▸ SELECTION:
Intent is the mental state — the mens rea — that the Crown must prove for most criminal offences in Canada. Where the Crown cannot prove the required intent beyond a reasonable doubt, the accused must be acquitted, even where the prohibited act clearly occurred. The required intent varies by offence: some require specific intent (a particular purpose or knowledge), while others require only general intent (the intent to perform the prohibited act). Mass Tsang's criminal lawyers approach intent as a primary line of attack on Crown cases where the mental element is contested. For more, see our blog post on the basic elements of Canadian criminal law.

Specific vs. general intent

Specific-intent offences require proof that the accused had a particular further purpose beyond the basic act. Examples include: murder (intent to kill or to cause bodily harm known to be likely to cause death); theft (intent to deprive permanently); fraud (intent to defraud); robbery (intent to steal); and break and enter (intent to commit an indictable offence inside). General-intent offences require only the intent to perform the prohibited act. Examples include: assault (intent to apply force); sexual assault (intent to engage in the sexual conduct); and manslaughter (intent to perform the act causing death, without specific intent to kill).

Why the distinction matters

The specific-vs-general intent distinction matters for several defences. Self-induced intoxication, for example, can negate specific intent (reducing murder to manslaughter, for instance) but generally cannot negate general intent. Honest mistake of fact also operates differently between the two categories. The categorization of an offence is sometimes contested and case-determinative.

▸ INSTRUCTION 1:
Pick out every line in the records that contains the string "white" and copy each one. Case counts, so match capital and lowercase letters exactly.

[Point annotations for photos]

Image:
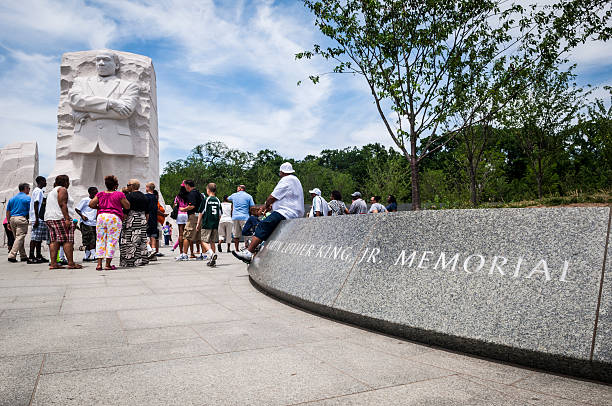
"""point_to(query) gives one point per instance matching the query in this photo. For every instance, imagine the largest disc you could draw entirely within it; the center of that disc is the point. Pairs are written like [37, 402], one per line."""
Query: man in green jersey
[208, 220]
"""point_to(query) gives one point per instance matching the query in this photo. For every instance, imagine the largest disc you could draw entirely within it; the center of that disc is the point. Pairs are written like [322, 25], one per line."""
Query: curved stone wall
[530, 286]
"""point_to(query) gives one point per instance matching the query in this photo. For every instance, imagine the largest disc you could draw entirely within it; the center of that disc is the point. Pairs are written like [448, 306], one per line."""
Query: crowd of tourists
[127, 222]
[131, 222]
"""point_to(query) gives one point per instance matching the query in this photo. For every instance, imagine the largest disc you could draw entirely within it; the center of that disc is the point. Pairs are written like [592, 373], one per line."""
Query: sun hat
[287, 168]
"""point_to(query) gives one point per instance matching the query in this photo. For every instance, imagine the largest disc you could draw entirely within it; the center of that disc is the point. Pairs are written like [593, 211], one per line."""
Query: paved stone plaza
[183, 334]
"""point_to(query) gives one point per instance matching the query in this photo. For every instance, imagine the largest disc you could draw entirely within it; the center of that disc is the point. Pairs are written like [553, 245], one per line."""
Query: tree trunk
[414, 177]
[473, 193]
[539, 177]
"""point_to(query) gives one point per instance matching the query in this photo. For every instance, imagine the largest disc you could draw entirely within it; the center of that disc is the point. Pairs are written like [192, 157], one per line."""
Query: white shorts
[182, 218]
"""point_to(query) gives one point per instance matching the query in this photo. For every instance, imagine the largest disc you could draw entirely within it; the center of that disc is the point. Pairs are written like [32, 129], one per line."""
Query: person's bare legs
[53, 249]
[254, 243]
[181, 238]
[186, 245]
[69, 250]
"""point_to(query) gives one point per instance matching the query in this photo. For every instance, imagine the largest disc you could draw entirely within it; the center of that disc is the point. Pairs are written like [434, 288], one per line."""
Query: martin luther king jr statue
[107, 119]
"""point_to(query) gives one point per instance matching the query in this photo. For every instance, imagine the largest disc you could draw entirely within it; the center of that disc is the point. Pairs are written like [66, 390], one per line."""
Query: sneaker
[243, 255]
[213, 261]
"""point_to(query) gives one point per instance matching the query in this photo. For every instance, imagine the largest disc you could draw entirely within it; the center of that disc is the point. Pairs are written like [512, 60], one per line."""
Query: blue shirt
[19, 205]
[242, 203]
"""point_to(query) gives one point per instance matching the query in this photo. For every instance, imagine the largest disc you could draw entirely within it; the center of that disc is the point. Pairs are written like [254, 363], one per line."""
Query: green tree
[411, 53]
[549, 104]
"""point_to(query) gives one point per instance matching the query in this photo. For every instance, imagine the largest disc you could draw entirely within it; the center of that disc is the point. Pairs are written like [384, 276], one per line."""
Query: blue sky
[225, 72]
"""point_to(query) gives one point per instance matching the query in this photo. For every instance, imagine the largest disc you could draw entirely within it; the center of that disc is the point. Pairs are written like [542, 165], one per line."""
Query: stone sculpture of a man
[102, 106]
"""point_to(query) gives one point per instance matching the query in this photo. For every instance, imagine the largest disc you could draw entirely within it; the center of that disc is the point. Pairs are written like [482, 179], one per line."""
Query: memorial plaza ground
[184, 334]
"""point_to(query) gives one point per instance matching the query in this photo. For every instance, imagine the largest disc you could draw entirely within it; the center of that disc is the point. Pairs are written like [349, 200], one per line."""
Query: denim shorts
[268, 225]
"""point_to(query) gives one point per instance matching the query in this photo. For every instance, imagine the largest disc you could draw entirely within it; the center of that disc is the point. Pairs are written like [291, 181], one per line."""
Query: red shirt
[110, 203]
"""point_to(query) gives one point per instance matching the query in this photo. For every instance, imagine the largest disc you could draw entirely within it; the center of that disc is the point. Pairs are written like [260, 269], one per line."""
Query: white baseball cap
[287, 168]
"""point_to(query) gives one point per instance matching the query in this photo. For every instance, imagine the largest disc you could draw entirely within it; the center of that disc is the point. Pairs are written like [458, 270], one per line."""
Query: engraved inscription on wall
[467, 263]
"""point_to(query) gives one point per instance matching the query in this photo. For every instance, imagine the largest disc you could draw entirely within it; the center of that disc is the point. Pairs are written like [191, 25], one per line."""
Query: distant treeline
[482, 164]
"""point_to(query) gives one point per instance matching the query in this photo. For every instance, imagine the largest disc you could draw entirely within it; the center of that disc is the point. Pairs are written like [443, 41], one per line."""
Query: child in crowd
[249, 227]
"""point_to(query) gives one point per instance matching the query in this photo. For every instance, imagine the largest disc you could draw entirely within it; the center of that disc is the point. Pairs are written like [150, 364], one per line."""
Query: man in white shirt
[88, 224]
[40, 232]
[319, 205]
[286, 202]
[225, 223]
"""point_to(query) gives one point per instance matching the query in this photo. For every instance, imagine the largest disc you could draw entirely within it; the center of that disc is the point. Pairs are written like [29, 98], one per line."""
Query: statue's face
[105, 64]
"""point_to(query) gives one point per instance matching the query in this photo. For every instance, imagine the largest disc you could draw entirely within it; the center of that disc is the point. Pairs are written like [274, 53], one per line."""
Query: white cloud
[208, 44]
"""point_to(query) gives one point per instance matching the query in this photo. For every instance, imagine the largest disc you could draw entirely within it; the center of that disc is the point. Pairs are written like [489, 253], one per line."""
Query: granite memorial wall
[529, 286]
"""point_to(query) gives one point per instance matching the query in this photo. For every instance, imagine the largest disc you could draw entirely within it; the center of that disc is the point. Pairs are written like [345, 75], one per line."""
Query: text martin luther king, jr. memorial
[531, 286]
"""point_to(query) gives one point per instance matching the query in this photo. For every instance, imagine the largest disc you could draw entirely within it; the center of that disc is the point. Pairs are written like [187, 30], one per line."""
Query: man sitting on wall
[286, 202]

▸ INSTRUCTION 2:
Resume the text on criminal intent in Canadian law, starting right after its last sentence.

▸ TASK OUTPUT 1:
Query: white shorts
Query: white baseball cap
Query: man in white shirt
Query: white cloud

▸ TASK OUTPUT 2:
Subjective vs. objective intent

Most criminal-Code offences require subjective intent — the accused must actually have the required mental state, not just be someone who reasonably should have. A few offences (criminal negligence, dangerous driving) use objective mens rea — measured against a reasonable person's conduct. The line between subjective and objective is constitutionally significant; the Supreme Court has held that some offences (notably murder) require subjective intent as a matter of fundamental justice under section 7 of the Charter.

Inferring intent

Courts infer intent from conduct, surrounding circumstances, statements by the accused, and the natural consequences of the act. A person who fires a gun at someone's chest will be inferred to have intended either to kill or to cause serious bodily harm — the inference of intent flows naturally from the act. Where intent is genuinely in issue, the defence will challenge each piece of the inferential chain.

Strategic role

Intent is one of the most common battlegrounds in criminal trials. Many cases turn on whether the accused had the required mental state, not on whether the act occurred. Where the inference of intent is shaky — ambiguous statements, alternative explanations for conduct, evidence of mistake — there is room for a reasonable doubt that can lead to acquittal.